=== WORK REQUEST ===
Return every line of the data that contains the string "truck".

*** RAW DATA Section Begins ***

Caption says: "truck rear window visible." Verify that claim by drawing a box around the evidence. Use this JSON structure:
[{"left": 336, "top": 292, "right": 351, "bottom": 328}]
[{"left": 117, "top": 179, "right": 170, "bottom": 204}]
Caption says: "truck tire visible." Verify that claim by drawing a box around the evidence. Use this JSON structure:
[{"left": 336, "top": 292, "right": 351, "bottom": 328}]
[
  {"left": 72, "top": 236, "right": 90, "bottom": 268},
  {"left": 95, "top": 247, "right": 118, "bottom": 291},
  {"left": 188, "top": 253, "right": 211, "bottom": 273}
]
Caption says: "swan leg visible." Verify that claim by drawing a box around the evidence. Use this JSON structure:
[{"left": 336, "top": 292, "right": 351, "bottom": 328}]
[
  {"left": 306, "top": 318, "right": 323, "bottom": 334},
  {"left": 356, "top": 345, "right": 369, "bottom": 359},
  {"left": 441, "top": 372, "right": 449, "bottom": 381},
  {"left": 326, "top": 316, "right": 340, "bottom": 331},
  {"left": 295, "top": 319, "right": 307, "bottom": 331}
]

*** RAW DATA Section Ends ***

=== TASK SOLUTION ===
Caption says: "truck rear window visible." Verify that claim by drawing a box around the evidence. Use this JSON structure:
Caption says: "truck tire visible." Verify that claim by drawing a box around the evidence. Use this JSON structure:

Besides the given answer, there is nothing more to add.